**Brief**
Reproduce the records verbatim, from their first line up to and including the line containing "[334,158,504,410]".

>> Begin Input for this task

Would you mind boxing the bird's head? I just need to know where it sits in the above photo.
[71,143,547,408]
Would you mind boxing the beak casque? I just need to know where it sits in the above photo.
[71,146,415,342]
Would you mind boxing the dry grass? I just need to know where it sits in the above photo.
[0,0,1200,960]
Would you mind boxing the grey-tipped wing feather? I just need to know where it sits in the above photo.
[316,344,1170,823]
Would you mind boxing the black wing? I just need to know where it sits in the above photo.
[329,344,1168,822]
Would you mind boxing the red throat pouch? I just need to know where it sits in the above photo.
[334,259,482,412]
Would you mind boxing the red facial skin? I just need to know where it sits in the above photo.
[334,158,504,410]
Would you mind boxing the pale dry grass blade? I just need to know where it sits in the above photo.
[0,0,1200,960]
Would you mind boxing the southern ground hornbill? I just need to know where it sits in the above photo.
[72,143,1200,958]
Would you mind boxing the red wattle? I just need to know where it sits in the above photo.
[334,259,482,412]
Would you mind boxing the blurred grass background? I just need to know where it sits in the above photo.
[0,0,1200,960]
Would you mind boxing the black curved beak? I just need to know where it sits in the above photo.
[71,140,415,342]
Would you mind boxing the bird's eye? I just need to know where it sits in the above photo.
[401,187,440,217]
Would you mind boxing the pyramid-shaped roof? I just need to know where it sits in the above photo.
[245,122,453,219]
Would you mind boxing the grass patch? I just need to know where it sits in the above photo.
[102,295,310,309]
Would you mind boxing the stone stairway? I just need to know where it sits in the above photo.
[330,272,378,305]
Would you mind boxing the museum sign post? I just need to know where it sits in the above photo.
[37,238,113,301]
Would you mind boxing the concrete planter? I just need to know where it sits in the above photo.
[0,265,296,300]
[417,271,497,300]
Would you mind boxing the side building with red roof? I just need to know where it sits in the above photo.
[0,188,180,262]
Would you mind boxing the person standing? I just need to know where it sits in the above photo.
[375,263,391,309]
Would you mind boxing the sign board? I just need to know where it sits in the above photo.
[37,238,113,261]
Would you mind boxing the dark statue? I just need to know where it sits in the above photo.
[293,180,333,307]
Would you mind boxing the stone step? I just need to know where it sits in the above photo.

>> End Input for this task

**Task result**
Would you mind boxing the bird's head? I just need to know where it sits in the above photo.
[71,143,547,408]
Would you mind boxing the beak casque? I just need to know where it sits in the above photo.
[71,146,415,342]
Would you mind boxing the dry grass? I just need to know where it sits in the above photo.
[0,0,1200,960]
Would you mind boxing the grey-tipped wing feather? I just need to know where it sits in the above photo.
[316,344,1170,823]
Would you mind boxing the black wing? I just need to know where it sits in the above photo.
[329,344,1168,822]
Would you mind boxing the red throat pouch? I just need to know where it sits in the above photo.
[334,259,482,412]
Would you mind boxing the red facial skin? I just need to know where it sits in the above photo.
[334,158,504,410]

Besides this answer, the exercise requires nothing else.